# TASK TO CARRY OUT:
Extract all of the entries and give them again, word for word.
==== DATASET RECORDS ====
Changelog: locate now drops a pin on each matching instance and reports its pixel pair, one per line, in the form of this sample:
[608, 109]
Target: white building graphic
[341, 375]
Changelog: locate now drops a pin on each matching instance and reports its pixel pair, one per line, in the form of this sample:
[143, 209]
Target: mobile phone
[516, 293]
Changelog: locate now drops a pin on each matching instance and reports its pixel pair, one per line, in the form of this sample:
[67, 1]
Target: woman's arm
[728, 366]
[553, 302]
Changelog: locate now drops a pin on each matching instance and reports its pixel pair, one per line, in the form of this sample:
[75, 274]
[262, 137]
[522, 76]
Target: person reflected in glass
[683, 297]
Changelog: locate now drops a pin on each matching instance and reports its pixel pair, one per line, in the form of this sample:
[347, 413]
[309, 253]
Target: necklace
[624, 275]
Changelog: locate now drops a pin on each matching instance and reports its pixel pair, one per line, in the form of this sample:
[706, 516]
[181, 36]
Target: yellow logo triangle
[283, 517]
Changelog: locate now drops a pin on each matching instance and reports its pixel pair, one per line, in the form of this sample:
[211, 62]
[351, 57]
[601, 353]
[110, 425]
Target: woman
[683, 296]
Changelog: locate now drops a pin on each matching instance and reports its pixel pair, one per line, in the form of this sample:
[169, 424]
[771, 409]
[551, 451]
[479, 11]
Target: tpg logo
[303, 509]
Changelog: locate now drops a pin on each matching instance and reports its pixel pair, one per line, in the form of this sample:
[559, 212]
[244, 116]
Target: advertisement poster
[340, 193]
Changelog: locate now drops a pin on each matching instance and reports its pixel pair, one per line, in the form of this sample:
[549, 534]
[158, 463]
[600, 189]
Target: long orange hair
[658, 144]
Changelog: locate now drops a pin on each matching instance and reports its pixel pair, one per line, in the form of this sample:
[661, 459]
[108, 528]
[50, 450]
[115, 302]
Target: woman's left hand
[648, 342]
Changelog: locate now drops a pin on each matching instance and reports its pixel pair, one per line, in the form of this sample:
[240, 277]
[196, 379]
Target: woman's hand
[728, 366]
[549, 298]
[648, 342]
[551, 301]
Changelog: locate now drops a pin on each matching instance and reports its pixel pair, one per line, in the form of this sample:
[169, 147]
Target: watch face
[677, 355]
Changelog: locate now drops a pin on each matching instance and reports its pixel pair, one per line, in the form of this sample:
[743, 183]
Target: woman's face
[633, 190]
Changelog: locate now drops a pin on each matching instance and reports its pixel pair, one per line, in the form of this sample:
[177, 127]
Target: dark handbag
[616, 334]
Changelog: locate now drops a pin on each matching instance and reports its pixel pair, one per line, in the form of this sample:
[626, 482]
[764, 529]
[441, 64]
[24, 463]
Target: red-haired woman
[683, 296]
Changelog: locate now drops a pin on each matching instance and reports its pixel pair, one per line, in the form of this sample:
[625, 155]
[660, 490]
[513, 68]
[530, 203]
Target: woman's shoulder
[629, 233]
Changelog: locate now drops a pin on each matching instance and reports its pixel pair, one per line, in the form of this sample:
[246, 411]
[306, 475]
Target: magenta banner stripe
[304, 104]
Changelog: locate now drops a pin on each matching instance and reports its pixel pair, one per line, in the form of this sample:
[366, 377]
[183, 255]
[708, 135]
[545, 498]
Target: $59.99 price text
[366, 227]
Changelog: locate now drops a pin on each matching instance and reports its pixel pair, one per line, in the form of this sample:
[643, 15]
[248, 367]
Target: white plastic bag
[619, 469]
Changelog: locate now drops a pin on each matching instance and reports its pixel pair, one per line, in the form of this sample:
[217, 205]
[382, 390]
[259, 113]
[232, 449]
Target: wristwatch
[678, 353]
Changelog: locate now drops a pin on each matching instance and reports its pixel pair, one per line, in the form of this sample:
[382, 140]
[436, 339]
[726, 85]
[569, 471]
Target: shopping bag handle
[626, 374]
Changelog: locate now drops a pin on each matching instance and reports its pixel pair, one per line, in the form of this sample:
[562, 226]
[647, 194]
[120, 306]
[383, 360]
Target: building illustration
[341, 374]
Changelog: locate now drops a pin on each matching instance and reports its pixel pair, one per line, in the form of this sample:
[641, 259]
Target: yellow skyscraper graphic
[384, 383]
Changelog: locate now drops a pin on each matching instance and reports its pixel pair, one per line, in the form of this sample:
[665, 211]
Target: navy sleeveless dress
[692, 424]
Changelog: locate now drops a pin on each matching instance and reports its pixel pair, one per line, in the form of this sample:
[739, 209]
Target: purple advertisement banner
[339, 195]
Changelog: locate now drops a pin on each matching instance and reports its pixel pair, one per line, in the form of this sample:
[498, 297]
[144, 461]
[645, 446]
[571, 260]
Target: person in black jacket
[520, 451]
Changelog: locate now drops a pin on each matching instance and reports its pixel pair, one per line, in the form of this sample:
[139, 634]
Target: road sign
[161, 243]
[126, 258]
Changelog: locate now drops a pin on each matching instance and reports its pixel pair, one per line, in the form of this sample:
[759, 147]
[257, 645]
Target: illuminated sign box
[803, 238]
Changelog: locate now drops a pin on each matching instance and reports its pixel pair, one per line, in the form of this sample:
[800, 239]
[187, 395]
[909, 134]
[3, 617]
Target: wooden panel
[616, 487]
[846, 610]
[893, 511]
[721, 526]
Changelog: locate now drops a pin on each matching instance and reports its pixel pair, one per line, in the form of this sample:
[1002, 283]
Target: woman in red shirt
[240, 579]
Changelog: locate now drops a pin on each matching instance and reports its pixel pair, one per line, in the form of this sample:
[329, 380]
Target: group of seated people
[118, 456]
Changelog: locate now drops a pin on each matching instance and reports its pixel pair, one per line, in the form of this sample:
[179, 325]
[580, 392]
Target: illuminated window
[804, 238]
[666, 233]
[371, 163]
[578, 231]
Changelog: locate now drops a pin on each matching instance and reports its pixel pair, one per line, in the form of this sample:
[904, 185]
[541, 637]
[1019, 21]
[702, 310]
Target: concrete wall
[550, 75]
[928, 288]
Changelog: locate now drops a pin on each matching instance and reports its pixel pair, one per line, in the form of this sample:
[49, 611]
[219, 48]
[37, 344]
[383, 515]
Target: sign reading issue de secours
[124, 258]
====
# PROBLEM SOLUTION:
Changelog: locate now drops a pin on each matching instance and reports its pixel pair, one per line, in the form of this sample:
[608, 109]
Target: white building graphic
[341, 375]
Changelog: locate now drops a pin on each matching instance and reports its pixel pair, one per line, in the form of this sample:
[143, 209]
Target: mobile phone
[516, 293]
Changelog: locate now drops a pin on each matching instance and reports its pixel pair, one per line, in the form of this sample:
[67, 1]
Target: woman's arm
[728, 366]
[553, 302]
Changelog: locate now drops a pin on each matching instance and reports its pixel pair, one per line, in the form of this sample:
[75, 274]
[262, 137]
[522, 76]
Target: person reflected in glass
[683, 297]
Changelog: locate now drops a pin on each matching instance and reports its pixel pair, one per line, in the form of this sample:
[347, 413]
[309, 253]
Target: necklace
[624, 275]
Changelog: locate now drops a pin on each matching instance and reports its pixel pair, one per line, in the form of this sample:
[706, 516]
[181, 36]
Target: yellow logo triangle
[283, 517]
Changelog: locate now drops a pin on each matching instance and reports its pixel pair, one per line, in the form of this sample:
[211, 62]
[351, 57]
[601, 353]
[110, 425]
Target: woman
[683, 296]
Changelog: locate now drops a pin on each matching instance and reports its pixel pair, one per line, in the form of this sample:
[169, 424]
[771, 409]
[551, 451]
[479, 11]
Target: tpg logo
[303, 509]
Changelog: locate now drops a pin on each matching instance and reports its pixel pair, one per line, in the form of this sample:
[559, 212]
[244, 116]
Target: advertisement poster
[340, 193]
Changelog: locate now drops a pin on each matching instance and reports its pixel pair, one per line, in the form of this sample:
[549, 534]
[158, 463]
[600, 189]
Target: long orange hair
[658, 144]
Changelog: locate now drops a pin on each matching instance and reports its pixel pair, one per line, in the form of this sample:
[661, 459]
[108, 528]
[50, 450]
[115, 302]
Target: woman's left hand
[648, 342]
Changelog: locate now drops a pin on each matching instance and reports its pixel pair, one per line, in the form of this sample:
[240, 277]
[196, 379]
Target: woman's hand
[728, 366]
[549, 298]
[648, 342]
[551, 301]
Changelog: locate now drops a pin on each matching instance and reports its pixel pair, one per line, in the form of this sample:
[169, 147]
Target: watch face
[677, 355]
Changelog: locate now drops a pin on each matching instance and reports its pixel pair, one per line, in the form of this sample:
[743, 183]
Target: woman's face
[633, 190]
Changelog: locate now drops a pin on each matching instance and reports its pixel pair, one per line, in the form of this sample:
[177, 127]
Target: dark handbag
[616, 334]
Changelog: locate now drops a pin on each matching instance and reports its pixel pair, one per line, in the form of this sample:
[626, 482]
[764, 529]
[441, 64]
[24, 463]
Target: red-haired woman
[683, 296]
Changelog: locate now drops a pin on each matching instance and reports its pixel pair, one per line, in the form of this sample:
[625, 155]
[660, 490]
[513, 68]
[530, 203]
Target: woman's shoulder
[629, 233]
Changelog: locate now drops a pin on each matching instance and reports its pixel pair, one per line, in the form of this sample:
[246, 411]
[306, 475]
Target: magenta banner stripe
[304, 104]
Changelog: locate now drops a pin on each matching instance and reports its pixel pair, one per line, in the form of this sample:
[366, 377]
[183, 255]
[708, 135]
[545, 498]
Target: $59.99 price text
[366, 227]
Changelog: locate now drops a pin on each matching instance and reports its pixel pair, one per line, in the form of this sample:
[643, 15]
[248, 367]
Target: white plastic bag
[619, 469]
Changelog: locate now drops a pin on each matching instance and reports its pixel pair, one per line, in the form of this sample:
[217, 205]
[382, 390]
[259, 113]
[232, 449]
Target: wristwatch
[678, 353]
Changelog: locate now drops a pin on each matching instance and reports its pixel pair, one per line, in the form of this sample:
[382, 140]
[436, 339]
[726, 85]
[569, 471]
Target: shopping bag handle
[626, 374]
Changelog: locate now drops a pin on each matching instance and reports its pixel pair, one per line, in the form of this sample:
[562, 226]
[647, 194]
[120, 306]
[383, 360]
Target: building illustration
[341, 374]
Changelog: locate now drops a pin on each matching instance and reports its pixel pair, one per line, in the form of this sample:
[641, 259]
Target: yellow skyscraper graphic
[384, 383]
Changelog: locate now drops a pin on each matching instance and reports its pixel pair, one per line, in the form of this sample:
[665, 211]
Target: navy sleeveless dress
[692, 424]
Changelog: locate now drops a pin on each matching instance and reports its pixel pair, one per line, in the form of this sample:
[739, 209]
Target: purple advertisement banner
[339, 195]
Changelog: locate now drops a pin on each matching instance and reports its pixel pair, one per line, in the form of this sample:
[498, 297]
[144, 461]
[645, 446]
[571, 260]
Target: person in black jacket
[520, 451]
Changelog: locate now drops a pin on each matching instance and reports its pixel pair, one per line, in the form of this sample:
[139, 634]
Target: road sign
[161, 243]
[126, 258]
Changelog: locate now drops a pin on each matching instance and reports its pixel pair, one per line, in the form of this sample:
[759, 147]
[257, 645]
Target: illuminated sign box
[803, 238]
Changelog: locate now drops a pin on each matching instance and reports its pixel pair, one per line, in the form of this sample:
[800, 239]
[187, 395]
[909, 134]
[3, 617]
Target: wooden panel
[616, 487]
[846, 610]
[893, 511]
[721, 526]
Changelog: locate now drops a pin on each matching instance and reports its pixel pair, one per line, in the form of this sample:
[1002, 283]
Target: woman in red shirt
[240, 579]
Changelog: locate now drops a pin on each matching instance and reports its pixel pair, one per line, in the form of this sample:
[329, 380]
Target: group of seated people
[118, 456]
Changelog: locate now drops a pin on each matching instance and reports its pixel pair, one per line, in the form of this sample:
[179, 325]
[580, 392]
Target: illuminated window
[804, 238]
[666, 233]
[371, 163]
[578, 231]
Changelog: locate now drops a pin on each matching instance and reports its pixel pair, one per line, in the form of this sample:
[904, 185]
[541, 637]
[1019, 21]
[702, 310]
Target: concrete wall
[550, 75]
[928, 288]
Changelog: locate now drops a pin on each matching instance and reports its pixel pair, one per line, in the form of this sample:
[49, 611]
[219, 48]
[37, 344]
[383, 515]
Target: sign reading issue de secours
[124, 258]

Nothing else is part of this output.